--- REQUIRED WORK ---
Without the pictures, return all of the material exactly as written.
— start of DATASET ROWS —
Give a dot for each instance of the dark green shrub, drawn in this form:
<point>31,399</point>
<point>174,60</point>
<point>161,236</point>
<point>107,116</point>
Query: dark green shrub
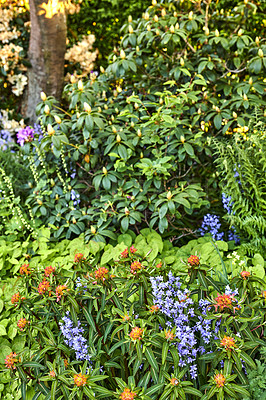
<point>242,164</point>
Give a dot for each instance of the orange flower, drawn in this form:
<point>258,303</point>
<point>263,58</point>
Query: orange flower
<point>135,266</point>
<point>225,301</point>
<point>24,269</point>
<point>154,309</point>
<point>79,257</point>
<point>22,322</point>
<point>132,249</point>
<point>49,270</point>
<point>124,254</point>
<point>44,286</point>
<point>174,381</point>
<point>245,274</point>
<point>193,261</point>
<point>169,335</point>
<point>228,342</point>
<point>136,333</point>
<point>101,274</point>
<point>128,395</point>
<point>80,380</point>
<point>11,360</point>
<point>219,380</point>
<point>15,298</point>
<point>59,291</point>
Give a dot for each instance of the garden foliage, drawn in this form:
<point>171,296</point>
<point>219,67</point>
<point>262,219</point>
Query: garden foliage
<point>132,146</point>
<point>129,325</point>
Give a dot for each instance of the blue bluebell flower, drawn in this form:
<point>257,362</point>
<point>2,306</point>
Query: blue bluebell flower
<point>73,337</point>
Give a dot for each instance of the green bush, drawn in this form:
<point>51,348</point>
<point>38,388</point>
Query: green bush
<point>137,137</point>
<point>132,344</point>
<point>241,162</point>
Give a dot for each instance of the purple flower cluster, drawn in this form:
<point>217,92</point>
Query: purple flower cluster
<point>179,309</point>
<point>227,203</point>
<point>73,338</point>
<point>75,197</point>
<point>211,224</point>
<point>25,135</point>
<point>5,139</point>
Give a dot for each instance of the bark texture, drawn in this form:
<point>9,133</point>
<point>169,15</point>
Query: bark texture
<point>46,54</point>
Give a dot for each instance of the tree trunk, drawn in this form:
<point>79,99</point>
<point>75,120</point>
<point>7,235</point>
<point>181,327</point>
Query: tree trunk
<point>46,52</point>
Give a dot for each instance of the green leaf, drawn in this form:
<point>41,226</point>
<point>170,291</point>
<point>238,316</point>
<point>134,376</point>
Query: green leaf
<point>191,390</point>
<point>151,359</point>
— end of DATASET ROWS —
--- THE RESPONSE ---
Give a dot for each instance of the dark green shrub, drawn in this form:
<point>31,399</point>
<point>174,60</point>
<point>161,236</point>
<point>107,116</point>
Query: dark green shrub
<point>242,164</point>
Give a dot for each instance of the orange flower, drawn in this form:
<point>258,303</point>
<point>263,58</point>
Query: orange flower
<point>135,266</point>
<point>225,301</point>
<point>24,269</point>
<point>154,309</point>
<point>79,257</point>
<point>22,322</point>
<point>132,249</point>
<point>49,270</point>
<point>124,254</point>
<point>44,286</point>
<point>174,381</point>
<point>245,274</point>
<point>193,261</point>
<point>169,335</point>
<point>228,342</point>
<point>136,333</point>
<point>101,274</point>
<point>128,395</point>
<point>80,380</point>
<point>11,360</point>
<point>219,380</point>
<point>15,298</point>
<point>59,291</point>
Give a dot for each instance of the garden foliage, drawn in this form:
<point>171,296</point>
<point>219,67</point>
<point>262,219</point>
Query: garden foliage
<point>132,146</point>
<point>129,325</point>
Give a dot for each instance of the blue bluebell flower, drawn in this form:
<point>257,362</point>
<point>2,306</point>
Query: blue bluebell flower
<point>73,337</point>
Give a dot for each instance of the green bush, drawn in this form:
<point>51,348</point>
<point>38,388</point>
Query: green bush
<point>137,137</point>
<point>132,344</point>
<point>241,162</point>
Give a dot for each instance of the purple flower cluster, drawn in this form:
<point>217,92</point>
Query: purple flower cluster
<point>179,309</point>
<point>227,203</point>
<point>73,338</point>
<point>75,197</point>
<point>211,224</point>
<point>25,135</point>
<point>5,139</point>
Give a dot for each instance of the bark texture, drawn in this form:
<point>9,133</point>
<point>169,15</point>
Query: bark texture
<point>46,54</point>
Give a dot for each instance of the tree trunk, drawn in this form:
<point>79,99</point>
<point>75,120</point>
<point>7,235</point>
<point>181,327</point>
Query: tree trunk
<point>46,52</point>
Give a dot for each instance of the green leaf, drawn in this form:
<point>41,226</point>
<point>170,291</point>
<point>238,316</point>
<point>134,376</point>
Query: green leaf
<point>191,390</point>
<point>151,359</point>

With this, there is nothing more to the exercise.